Consigna escrita 1 >>
Según el fragmento sobre la experiencia de Dios, ¿a qué deben recurrir los poetas para decir lo que el término acotado no puede decir?
Consigna escrita 2 >>
Prolongue el texto sobre la experiencia mística de Dios a partir del punto en que termina.

== Fragmento

Reconocer esa experiencia es
el segundo paso teresiano. Es precisamente discernimiento. Es algo para lo que
muy frecuentemente es necesario alguien que desde fuera nos ayude a mirar con
claridad, a descartar elementos, cuestionar otros, fortalecer algunos… Es
evidente que desde dentro, con frecuencia, el árbol impide ver el bosque, y
precisamente de ver en totalidad es que se trata. Puesto que cualquier
experiencia de Dios estará “encarnada” en nuestra psiquis, nuestra historia,
nuestro mundo de relaciones, es importante, por no decir urgente, distinguir
qué es lo propio de Dios y que es lo nuestro en esa experiencia. La casualidad
de un encuentro, la potencia de una atracción, la historia de la relación se
entremezclan en nuestra experiencia de amor, pero el amor está más allá de
ello, aunque nunca sin ello. Vale lo mismo para la experiencia de Dios. Esa
experiencia estará enmarcada en un contexto sensible (un momento de oración, un
momento personal sea extraordinario o cotidiano, un momento histórico,
psicológico, personal), y “es allí” donde Dios se nos manifiesta, pero ciertamente
Dios es mucho más que eso, ¡no es eso! Y – podemos decirlo – es normal que
muchos tengan su propia experiencia de Dios en situaciones completamente
diversas y hasta contrarias. Confundir a Dios con nuestra “experiencia de Dios”
sería un tema de discernimiento fundamental.
Pero estos dos momentos
necesitan del tercero para que una determinada experiencia mística se
transforme en “enseñanza”, para que no quede “en” quien la ha vivido sino que “salga
hacia afuera”. Pero – como lo dijimos – no son muchos los que saben poner su
experiencia en palabras. Quizás en estos tiempos de “comunicación” sea fácil
que “cualquier comunique”, basta utilizar los medios (los pastores o curas
electrónicos son buen ejemplo de esto) lo que no significa que “digan”.
Volviendo a las analogías, la publicidad es un buen ejemplo. Por ejemplo, el
asesor publicitario del gobierno ha dicho reiteradas veces que “a la gente no
le interesa”, lo que importa es “transmitir sensaciones, sentimientos”. Algo
semejante dijo el jefe de campaña del “no” del plebiscito colombiano: importan
tocar sentimientos, no la razón. No es de esto que hablamos (aunque ciertos
decires tengan “rating”). Claro que, precisamente, para comunicar, para “decir”
algo sobre el Dios que hemos experimentado la palabra se encuentra con la restricción
de decir con el límite de la palabra aquello que no tiene límite. Y volvamos a
la analogía del amor. No en vano los poetas deben recurrir a la metáfora para
decir con la imagen lo que el término acotado no puede decir. ¿Cómo hablar de
la experiencia ilimitada del Ilimitado con los límites de la palabra? Aquí el
místico se torna poeta (aunque técnicamente no veamos poesía en él o ella).

====
== Extractos de datos

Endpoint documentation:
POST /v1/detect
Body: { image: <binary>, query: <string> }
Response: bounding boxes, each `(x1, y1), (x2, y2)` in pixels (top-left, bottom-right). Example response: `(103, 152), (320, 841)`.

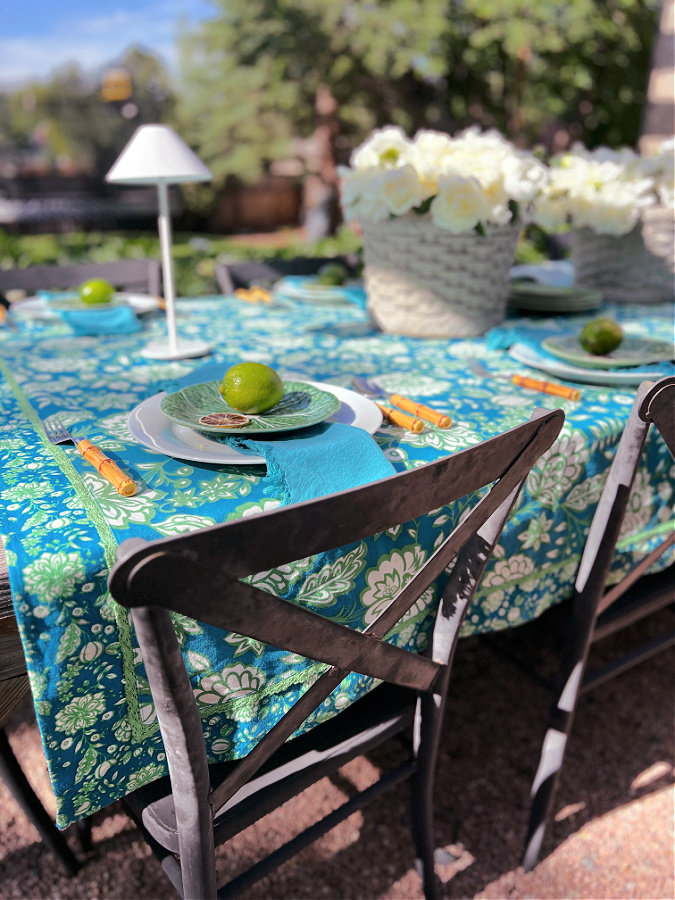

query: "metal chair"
(0, 259), (160, 297)
(517, 377), (675, 870)
(109, 410), (564, 898)
(216, 256), (359, 294)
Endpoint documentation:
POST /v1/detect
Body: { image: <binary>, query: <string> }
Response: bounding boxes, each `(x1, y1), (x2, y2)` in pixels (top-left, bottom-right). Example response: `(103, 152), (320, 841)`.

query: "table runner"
(0, 298), (673, 826)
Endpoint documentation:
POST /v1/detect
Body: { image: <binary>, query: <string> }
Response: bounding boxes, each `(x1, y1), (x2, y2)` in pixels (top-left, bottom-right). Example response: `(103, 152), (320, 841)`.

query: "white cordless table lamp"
(105, 125), (213, 359)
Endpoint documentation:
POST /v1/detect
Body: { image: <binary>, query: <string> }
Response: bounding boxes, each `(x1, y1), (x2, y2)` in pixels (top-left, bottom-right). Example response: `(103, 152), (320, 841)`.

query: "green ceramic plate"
(508, 280), (602, 314)
(48, 294), (128, 312)
(160, 381), (340, 437)
(541, 334), (675, 369)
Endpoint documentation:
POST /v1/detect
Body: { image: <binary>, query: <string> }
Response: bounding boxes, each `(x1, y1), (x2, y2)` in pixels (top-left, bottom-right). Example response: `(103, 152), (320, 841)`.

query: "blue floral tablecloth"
(0, 297), (674, 826)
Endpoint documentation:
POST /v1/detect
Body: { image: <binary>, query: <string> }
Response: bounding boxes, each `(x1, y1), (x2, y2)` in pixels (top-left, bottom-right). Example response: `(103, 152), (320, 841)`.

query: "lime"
(579, 319), (623, 356)
(218, 363), (284, 415)
(316, 263), (348, 285)
(78, 278), (115, 306)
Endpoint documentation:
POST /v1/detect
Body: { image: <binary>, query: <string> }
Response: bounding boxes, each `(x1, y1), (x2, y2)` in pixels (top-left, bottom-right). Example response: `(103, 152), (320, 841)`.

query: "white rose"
(350, 125), (413, 169)
(534, 191), (569, 231)
(430, 175), (486, 234)
(377, 166), (430, 216)
(502, 154), (548, 203)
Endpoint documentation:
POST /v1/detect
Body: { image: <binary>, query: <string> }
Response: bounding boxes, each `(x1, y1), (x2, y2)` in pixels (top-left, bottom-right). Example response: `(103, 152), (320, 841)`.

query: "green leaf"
(56, 622), (82, 663)
(75, 747), (98, 784)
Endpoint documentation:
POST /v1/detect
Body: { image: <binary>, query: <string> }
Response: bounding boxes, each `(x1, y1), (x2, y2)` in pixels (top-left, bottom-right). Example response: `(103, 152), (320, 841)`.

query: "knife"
(352, 375), (452, 428)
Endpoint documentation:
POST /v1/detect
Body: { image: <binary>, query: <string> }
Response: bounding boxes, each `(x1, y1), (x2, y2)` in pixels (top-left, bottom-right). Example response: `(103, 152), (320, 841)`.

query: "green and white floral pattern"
(0, 298), (675, 826)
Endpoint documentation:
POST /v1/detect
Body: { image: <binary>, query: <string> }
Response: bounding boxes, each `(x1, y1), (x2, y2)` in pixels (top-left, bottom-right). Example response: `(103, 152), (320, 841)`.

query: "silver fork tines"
(42, 415), (75, 444)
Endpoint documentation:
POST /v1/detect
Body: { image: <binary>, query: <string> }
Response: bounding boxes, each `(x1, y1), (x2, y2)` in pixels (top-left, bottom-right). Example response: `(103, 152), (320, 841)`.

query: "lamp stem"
(157, 181), (178, 353)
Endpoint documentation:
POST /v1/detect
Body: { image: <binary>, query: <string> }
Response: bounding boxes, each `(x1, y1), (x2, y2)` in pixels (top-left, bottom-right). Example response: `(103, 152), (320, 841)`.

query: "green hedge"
(0, 229), (368, 297)
(0, 228), (544, 297)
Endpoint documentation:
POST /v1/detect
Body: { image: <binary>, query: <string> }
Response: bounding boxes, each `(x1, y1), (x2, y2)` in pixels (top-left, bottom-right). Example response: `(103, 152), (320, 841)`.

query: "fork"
(42, 416), (136, 497)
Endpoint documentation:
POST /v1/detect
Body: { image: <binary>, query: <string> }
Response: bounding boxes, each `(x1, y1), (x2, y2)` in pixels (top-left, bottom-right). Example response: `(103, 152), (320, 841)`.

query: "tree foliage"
(179, 0), (659, 187)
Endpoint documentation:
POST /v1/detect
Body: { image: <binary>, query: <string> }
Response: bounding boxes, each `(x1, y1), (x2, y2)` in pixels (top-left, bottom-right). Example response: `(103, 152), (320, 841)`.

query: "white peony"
(430, 175), (487, 234)
(373, 165), (429, 216)
(338, 126), (547, 234)
(350, 125), (413, 169)
(533, 144), (658, 236)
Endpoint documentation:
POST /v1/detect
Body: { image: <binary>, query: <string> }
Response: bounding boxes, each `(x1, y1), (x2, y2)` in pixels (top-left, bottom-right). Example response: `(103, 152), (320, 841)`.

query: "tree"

====

Resultado 1 >>
A la metáfora.

Resultado 2 >>
Queda una palabra más por
decir: la distancia que hay entre el filósofo y el poeta quizás pueda
asemejarse a la distancia del teólogo y el místico (me refiero a la teoría, no
a las personas, ya que hay filósofos-poetas o poetas-filósofos,
teólogos-místicos y místicos-teólogos). Quizás a esto se haya referido Pascal
al hablar de la distancia entre “el dios de los filósofos y el Dios de Abraham,
Isaac y Jacob”. A lo mejor así pueda entenderse aquello de Heidegger “cuando el filósofo no nombra al ser, el
poeta lo canta”, y a la diferencia entre el “Dios inmutable y perfecto” de
los dogmas y el Dios débil, tierno y casi necesitado, de los místicos: “Tenemos
que tener piedad de Dios” (Teresa de Lisieux), “debemos ayudar a Dios” (Etty
Hillesum). Eso no lo diría un “dogmático”, aunque quizás podamos preguntar
¿cuál habla mejor de Dios?
Sin duda, también falta un
elemento no mencionado en los pasos teresianos: los receptores. Ella se
preocupa (partiendo de su propia experiencia) de comunicar su experiencia de
Dios (como otros místicos lo hacen), pero sin duda aun la mejor comunicación no
significa una buena recepción. Por un lado, porque es cierto que “las cosas se reciben al modo del recipiente”.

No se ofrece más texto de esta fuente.